[Pointing and labeling entries]
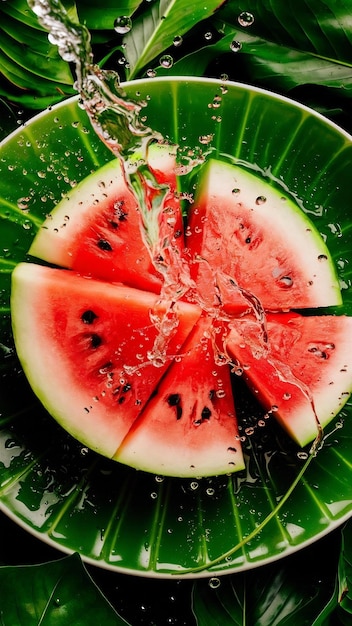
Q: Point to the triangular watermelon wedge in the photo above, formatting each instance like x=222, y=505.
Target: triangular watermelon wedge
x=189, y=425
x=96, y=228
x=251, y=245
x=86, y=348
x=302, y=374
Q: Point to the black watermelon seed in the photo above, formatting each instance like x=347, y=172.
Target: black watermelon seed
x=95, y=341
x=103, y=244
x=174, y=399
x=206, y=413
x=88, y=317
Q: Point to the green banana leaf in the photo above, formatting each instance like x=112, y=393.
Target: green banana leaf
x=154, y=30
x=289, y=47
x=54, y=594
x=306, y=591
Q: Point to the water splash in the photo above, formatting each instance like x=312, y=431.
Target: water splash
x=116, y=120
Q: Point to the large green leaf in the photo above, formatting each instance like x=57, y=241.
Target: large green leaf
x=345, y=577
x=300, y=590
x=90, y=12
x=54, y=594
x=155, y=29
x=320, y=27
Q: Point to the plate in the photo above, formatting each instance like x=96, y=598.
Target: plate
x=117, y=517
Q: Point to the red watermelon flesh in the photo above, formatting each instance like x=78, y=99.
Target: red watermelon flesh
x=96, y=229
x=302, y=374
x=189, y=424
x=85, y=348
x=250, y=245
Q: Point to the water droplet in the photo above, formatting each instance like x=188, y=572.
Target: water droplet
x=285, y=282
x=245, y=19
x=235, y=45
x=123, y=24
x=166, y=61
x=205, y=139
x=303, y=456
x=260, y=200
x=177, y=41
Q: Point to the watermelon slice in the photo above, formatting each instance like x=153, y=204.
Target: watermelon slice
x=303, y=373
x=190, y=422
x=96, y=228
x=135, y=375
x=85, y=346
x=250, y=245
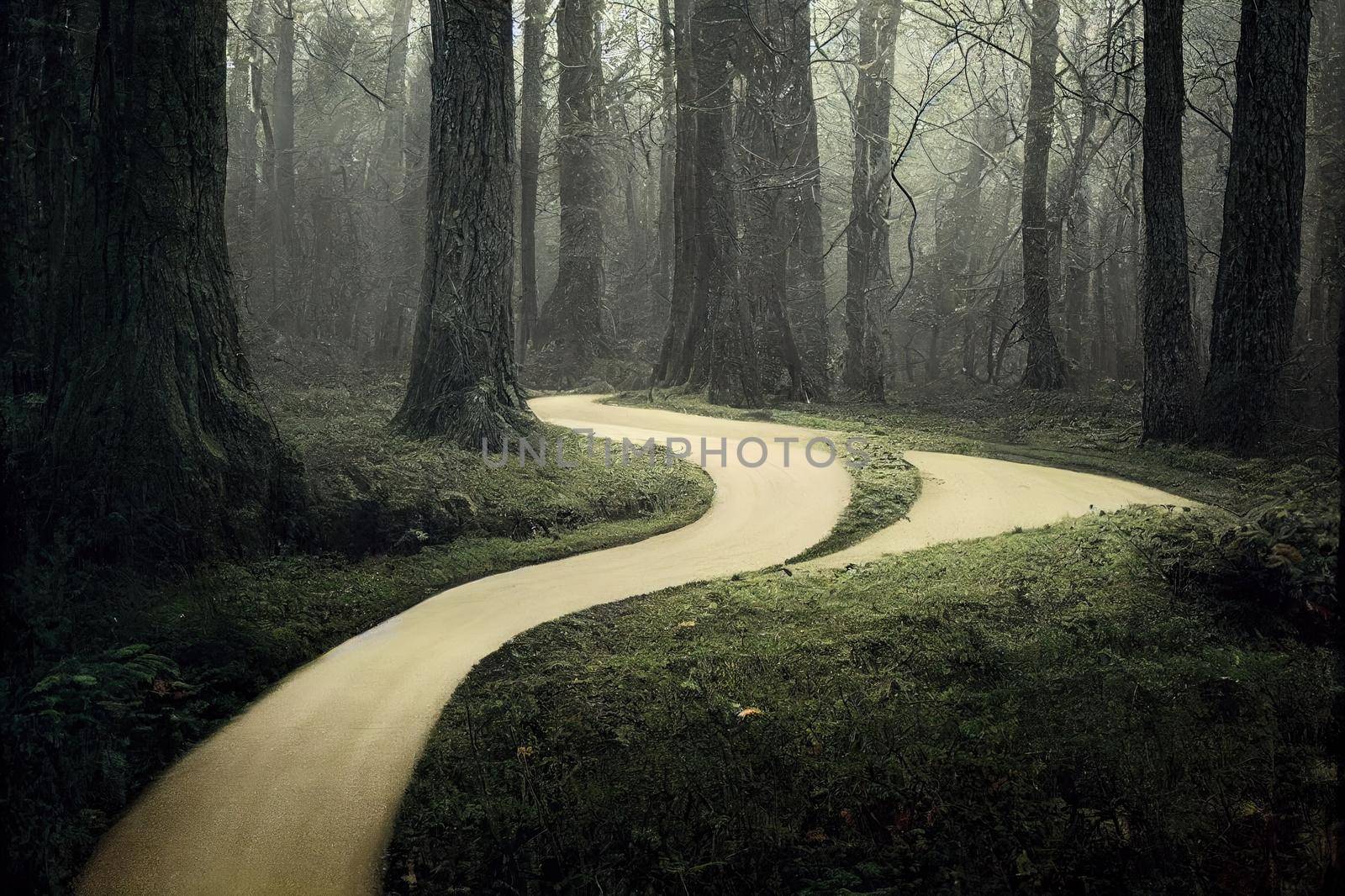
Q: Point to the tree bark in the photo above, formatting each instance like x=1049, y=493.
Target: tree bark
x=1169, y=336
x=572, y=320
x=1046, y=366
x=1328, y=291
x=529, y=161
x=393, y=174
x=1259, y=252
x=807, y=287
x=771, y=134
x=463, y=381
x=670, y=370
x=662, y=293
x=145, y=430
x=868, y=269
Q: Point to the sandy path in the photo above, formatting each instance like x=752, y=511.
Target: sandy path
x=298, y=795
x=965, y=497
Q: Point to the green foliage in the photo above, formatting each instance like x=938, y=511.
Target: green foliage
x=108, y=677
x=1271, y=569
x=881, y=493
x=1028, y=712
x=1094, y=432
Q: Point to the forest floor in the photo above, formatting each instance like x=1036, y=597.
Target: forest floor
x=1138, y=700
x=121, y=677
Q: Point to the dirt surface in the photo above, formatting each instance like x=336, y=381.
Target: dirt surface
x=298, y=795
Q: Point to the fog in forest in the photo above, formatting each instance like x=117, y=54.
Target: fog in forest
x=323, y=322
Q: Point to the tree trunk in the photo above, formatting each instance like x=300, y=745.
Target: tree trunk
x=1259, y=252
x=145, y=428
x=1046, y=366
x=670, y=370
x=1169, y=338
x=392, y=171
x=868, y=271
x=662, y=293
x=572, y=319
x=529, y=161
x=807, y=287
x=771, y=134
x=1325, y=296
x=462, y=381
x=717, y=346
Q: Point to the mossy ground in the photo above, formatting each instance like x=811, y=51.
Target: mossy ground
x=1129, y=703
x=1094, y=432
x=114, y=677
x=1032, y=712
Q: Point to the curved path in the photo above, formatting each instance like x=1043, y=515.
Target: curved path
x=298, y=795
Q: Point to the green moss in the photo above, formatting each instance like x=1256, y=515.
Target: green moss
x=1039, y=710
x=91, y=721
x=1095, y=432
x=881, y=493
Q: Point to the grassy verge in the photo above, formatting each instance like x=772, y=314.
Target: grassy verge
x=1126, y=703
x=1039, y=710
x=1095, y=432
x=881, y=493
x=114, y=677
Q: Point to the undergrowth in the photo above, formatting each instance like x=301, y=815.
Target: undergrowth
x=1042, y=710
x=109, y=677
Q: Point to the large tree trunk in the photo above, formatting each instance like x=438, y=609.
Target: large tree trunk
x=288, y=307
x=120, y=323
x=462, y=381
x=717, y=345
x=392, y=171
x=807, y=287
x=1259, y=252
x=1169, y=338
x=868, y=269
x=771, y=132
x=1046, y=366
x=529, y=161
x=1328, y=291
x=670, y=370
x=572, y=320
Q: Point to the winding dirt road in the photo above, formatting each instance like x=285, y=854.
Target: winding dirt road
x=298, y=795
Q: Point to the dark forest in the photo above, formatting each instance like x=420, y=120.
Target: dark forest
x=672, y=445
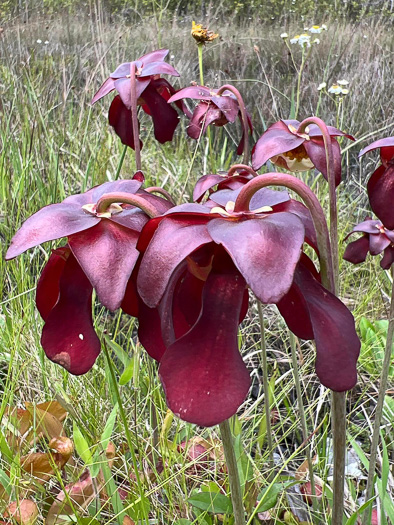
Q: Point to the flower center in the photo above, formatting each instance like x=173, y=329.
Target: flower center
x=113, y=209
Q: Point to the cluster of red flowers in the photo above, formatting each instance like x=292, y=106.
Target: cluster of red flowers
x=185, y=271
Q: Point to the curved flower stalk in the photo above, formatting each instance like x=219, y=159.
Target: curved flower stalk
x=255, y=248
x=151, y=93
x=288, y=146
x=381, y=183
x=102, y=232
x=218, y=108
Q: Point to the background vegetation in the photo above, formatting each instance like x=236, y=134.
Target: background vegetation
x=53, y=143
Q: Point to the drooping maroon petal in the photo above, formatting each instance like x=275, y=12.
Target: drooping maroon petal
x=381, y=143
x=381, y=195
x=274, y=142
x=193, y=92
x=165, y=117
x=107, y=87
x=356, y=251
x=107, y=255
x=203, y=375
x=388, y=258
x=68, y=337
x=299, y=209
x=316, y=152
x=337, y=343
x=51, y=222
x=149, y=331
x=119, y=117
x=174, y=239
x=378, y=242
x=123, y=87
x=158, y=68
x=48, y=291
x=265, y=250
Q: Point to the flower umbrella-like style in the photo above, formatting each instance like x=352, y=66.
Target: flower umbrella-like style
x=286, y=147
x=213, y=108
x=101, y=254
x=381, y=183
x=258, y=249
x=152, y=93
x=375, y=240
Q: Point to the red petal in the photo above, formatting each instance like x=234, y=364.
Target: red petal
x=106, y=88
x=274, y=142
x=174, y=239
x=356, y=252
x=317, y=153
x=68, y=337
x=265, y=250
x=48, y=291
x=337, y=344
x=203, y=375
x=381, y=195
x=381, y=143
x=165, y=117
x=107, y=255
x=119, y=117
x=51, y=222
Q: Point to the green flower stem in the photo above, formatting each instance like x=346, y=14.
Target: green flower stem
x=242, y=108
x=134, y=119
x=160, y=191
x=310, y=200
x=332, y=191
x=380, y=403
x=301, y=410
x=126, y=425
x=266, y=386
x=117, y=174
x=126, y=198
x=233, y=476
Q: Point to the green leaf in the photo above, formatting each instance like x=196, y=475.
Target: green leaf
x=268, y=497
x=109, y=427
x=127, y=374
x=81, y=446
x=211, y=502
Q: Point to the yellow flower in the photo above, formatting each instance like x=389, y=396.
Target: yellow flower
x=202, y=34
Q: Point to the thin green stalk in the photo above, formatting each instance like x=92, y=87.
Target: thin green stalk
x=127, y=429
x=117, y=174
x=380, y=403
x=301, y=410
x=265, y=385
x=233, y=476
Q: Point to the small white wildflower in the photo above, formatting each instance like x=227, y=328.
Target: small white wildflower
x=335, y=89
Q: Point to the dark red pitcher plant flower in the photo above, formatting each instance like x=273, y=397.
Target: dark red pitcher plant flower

Stated goal:
Rewrite all of the rows with "formatting each instance like" changed to "writing each instance as" and everything else left as is. Leave the pictures out.

Reply to the exercise:
Q: Point to the triangular watermelon wedge in the photo above, writing each instance as x=222, y=505.
Target: triangular watermelon wedge
x=189, y=425
x=96, y=228
x=251, y=245
x=86, y=348
x=302, y=374
Q: Point to the black watermelon seed in the photo above, writing each instance as x=347, y=172.
Target: black watermelon seed
x=95, y=341
x=103, y=244
x=174, y=399
x=206, y=413
x=88, y=317
Q: Point to the green banana leaf in the photo above, writing each instance as x=112, y=393.
Target: green banana leaf
x=154, y=30
x=289, y=47
x=54, y=594
x=306, y=591
Q: Point to the water splash in the photo above, writing each instance as x=312, y=431.
Target: water splash
x=116, y=120
Q: Point to the large green leaf in the photo above, writing each instance as x=57, y=241.
Target: large green leaf
x=345, y=577
x=300, y=590
x=90, y=12
x=54, y=594
x=155, y=29
x=320, y=27
Q: Point to the plate in the photo above, writing each instance as x=96, y=598.
Target: plate
x=117, y=517
Q: Point to the red watermelon flesh in the photo above, writing each instance as x=78, y=99.
Target: red watermelon flesh
x=96, y=229
x=302, y=374
x=189, y=424
x=85, y=348
x=250, y=245
Q: Point to the water droplet in the photo above, writing each instance as x=188, y=572.
Target: water droplet
x=285, y=282
x=245, y=19
x=235, y=45
x=123, y=24
x=166, y=61
x=205, y=139
x=303, y=456
x=260, y=200
x=177, y=41
Q: Point to the watermelon slice in the photo above, writing each instance as x=153, y=204.
Target: watermelon slice
x=303, y=373
x=190, y=422
x=96, y=228
x=135, y=375
x=85, y=346
x=250, y=245
Q: Point to the tree bark in the photo above, writing each instance as x=1049, y=493.
Target: tree bark
x=1169, y=336
x=572, y=320
x=1046, y=366
x=1328, y=291
x=529, y=161
x=393, y=174
x=1259, y=252
x=807, y=287
x=771, y=134
x=463, y=381
x=670, y=370
x=662, y=293
x=145, y=430
x=868, y=269
Q: Point to the sandy path in the photo above, writing each instance as x=752, y=511.
Target: sandy path
x=298, y=795
x=965, y=497
Q: Point to the green foliage in the photo above, writing each instance as x=938, y=511.
Target: green foliage
x=108, y=677
x=1271, y=569
x=881, y=493
x=1028, y=712
x=1094, y=432
Q: Point to the forest floor in the photo above, writing each instance as x=1036, y=597.
Target: forest floor
x=1138, y=700
x=121, y=677
Q: Point to the dirt surface in the photo above, writing each instance as x=336, y=381.
Target: dirt surface
x=298, y=795
Q: Point to the fog in forest in the photo above, writing each instance as x=117, y=54.
Target: fog in forest
x=323, y=322
Q: Point to the tree trunk in the photo above, writing each instance as x=300, y=745.
Target: tree trunk
x=1259, y=252
x=145, y=428
x=1046, y=366
x=670, y=370
x=1169, y=338
x=392, y=171
x=868, y=271
x=662, y=293
x=572, y=319
x=529, y=161
x=807, y=287
x=771, y=134
x=1325, y=296
x=462, y=381
x=717, y=346
Q: Point to the mossy ground in the photo above, writing each instance as x=811, y=51.
Target: mossy ground
x=1129, y=703
x=1094, y=432
x=114, y=677
x=1032, y=712
Q: Point to the curved path in the photo above, writing each instance as x=1043, y=515.
Target: curved path
x=298, y=795
Q: Point to the green moss in the photo above, writing each instance as x=1256, y=515.
Target: green moss
x=1039, y=710
x=91, y=721
x=1095, y=432
x=881, y=493
Q: Point to the grassy verge in the photo above, writing each instance as x=772, y=314.
Target: grassy verge
x=1126, y=703
x=1039, y=710
x=1095, y=432
x=881, y=493
x=114, y=677
Q: Point to the undergrowth in the photo above, writing each instance as x=301, y=815.
Target: undergrowth
x=1042, y=710
x=109, y=677
Q: Point to the large tree trunk in the photo above, writing each instance as x=438, y=609.
Target: large tree trunk
x=288, y=307
x=120, y=323
x=462, y=381
x=717, y=345
x=392, y=171
x=807, y=287
x=1259, y=252
x=1169, y=338
x=868, y=269
x=771, y=132
x=1046, y=366
x=529, y=161
x=1328, y=291
x=670, y=370
x=572, y=320
Q: Point to the winding dirt road in the photo above, writing each instance as x=285, y=854.
Target: winding dirt road
x=298, y=795
Q: Point to the dark forest in the photo above, writing each instance as x=420, y=120.
Target: dark forest
x=672, y=445
Q: Point to the flower center in the photo above, writing each instance as x=173, y=329.
Target: flower center
x=113, y=209
Q: Point to the cluster of red flowers in the photo above, writing each instance as x=292, y=106.
Target: cluster of red flowers
x=185, y=271
Q: Point to the curved flower stalk in the photo above, writing each instance as x=219, y=159.
Target: curved flower stalk
x=255, y=248
x=151, y=93
x=288, y=146
x=381, y=183
x=102, y=232
x=218, y=108
Q: Point to the background vegetation in the photo above, writing each instance as x=236, y=134.
Target: background vegetation
x=53, y=143
Q: Point to the drooping maroon petal in the photo above, writing each instance as x=275, y=12.
Target: drooping maroon petal
x=381, y=143
x=381, y=195
x=274, y=142
x=193, y=92
x=165, y=117
x=107, y=87
x=356, y=251
x=107, y=255
x=203, y=375
x=388, y=258
x=68, y=337
x=299, y=209
x=316, y=152
x=337, y=343
x=51, y=222
x=149, y=331
x=119, y=117
x=174, y=239
x=378, y=242
x=123, y=87
x=158, y=68
x=48, y=291
x=265, y=250
Q: Point to the flower umbrella-like style in the photo above, writing each instance as x=352, y=66.
Target: flower umbrella-like style
x=286, y=147
x=213, y=108
x=101, y=254
x=381, y=183
x=258, y=249
x=152, y=93
x=375, y=240
Q: Point to the red petal in the photo above, writing each instance as x=234, y=364.
Target: red petal
x=106, y=88
x=274, y=142
x=174, y=239
x=356, y=252
x=317, y=153
x=68, y=337
x=265, y=250
x=48, y=291
x=337, y=344
x=203, y=375
x=381, y=195
x=381, y=143
x=165, y=117
x=107, y=255
x=119, y=117
x=51, y=222
Q: Point to the green flower stem in the photo above, writing each instance as x=346, y=14.
Target: green flower stem
x=242, y=108
x=134, y=119
x=160, y=191
x=310, y=200
x=332, y=191
x=380, y=403
x=301, y=410
x=126, y=425
x=266, y=386
x=117, y=174
x=126, y=198
x=233, y=476
Q: Point to the green leaf in the photo above, writing each instance as x=196, y=475.
Target: green leaf
x=268, y=497
x=109, y=427
x=127, y=374
x=81, y=446
x=211, y=502
Q: Point to the yellow flower in the photo above, writing each instance as x=389, y=396.
Target: yellow flower
x=202, y=34
Q: Point to the thin green stalk in the photo above, writing each instance as x=92, y=87.
Target: thin green stalk
x=127, y=429
x=117, y=174
x=380, y=403
x=301, y=410
x=265, y=385
x=233, y=476
Q: Point to the small white wildflower in the photo above, writing each instance as x=227, y=328.
Target: small white wildflower
x=335, y=89
Q: Point to the dark red pitcher plant flower in the photo above, writing each instance as x=273, y=397.
Target: dark red pitcher plant flower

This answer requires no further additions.